━━━ SOURCE ━━━
ReelTalk Movie Reviews
Romance and Action
by Diana Saenger

They say there are only seven basic stories Hollywood makes into movies, so trying to come up with one that’s different, compelling or just plain entertaining is quite a challenge. Next, a sci-fi thriller based on the short story The Golden Man by Philip K. Dick, boasts a fresh plot with a tricky twist ending that can be misconstrued if you don't pay close attention and then pause to think about it.

Cris Johnson (Nicolas Cage) is a Las Vegas showroom magician who goes by the name of Frank Cadillac. What his audience members fail to see, however, is that Cris's magic is a cover up for his other ability. He's a pre-cog who can see his own future two minutes ahead of the time when it actually happens. This skill helps with his magic show as well as with filling his pockets at the blackjack table because he can glimpse the dealer's card in his future window. Surprisingly, Cris views his special power as more of a curse than an asset. He's also smart enough to know it's something that will actually ruin his life if  he reveals it to the public.

When the casino personnel start tracking this obvious repeat "winner," they zero in on Cris, which results in a chase. Cris steals a car and flees to Irv’s (Peter Falk) garage. Irv, who understands Cris's actions because he knows the truth about him, warns Cris he can't keep up his destructive behavior.
━━━ DATA SHOWN ━━━
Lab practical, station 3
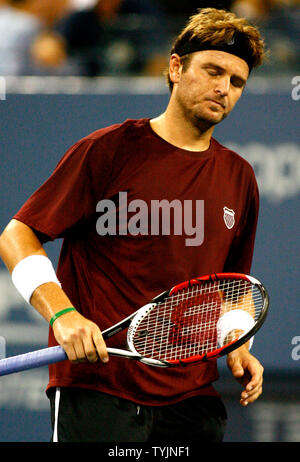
━━━
• _GOAL_
Name every real person mentioned in the movie review: its writer, the author of the story the film adapts, and the actors credited in parentheses.

• _THE RESPONSE_
- Diana Saenger
- Philip K. Dick
- Nicolas Cage
- Peter Falk